TASK MATERIAL:
★ ★ ★ ★ ★

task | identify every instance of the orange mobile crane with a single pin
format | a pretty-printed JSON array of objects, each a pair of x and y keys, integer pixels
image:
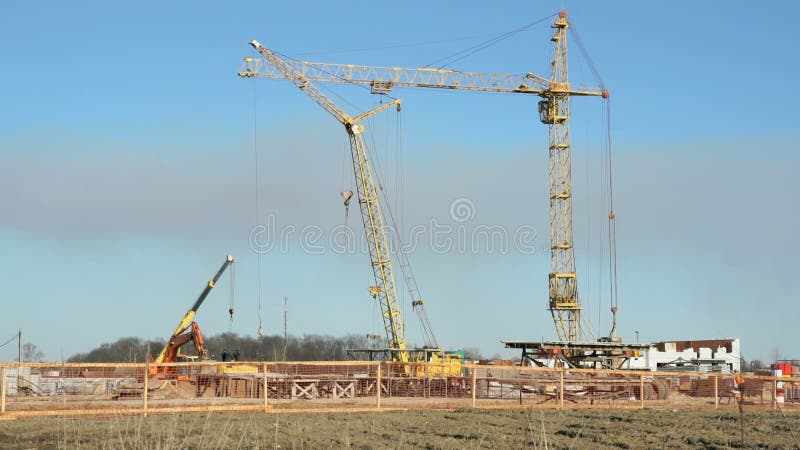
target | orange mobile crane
[{"x": 188, "y": 331}]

★ ★ ★ ★ ★

YOUR INSTRUCTIONS:
Pull out each line of the records above that contains the word "crane".

TASK OUTPUT:
task | identify every instance of the orange mobile crane with a single pin
target | orange mobile crane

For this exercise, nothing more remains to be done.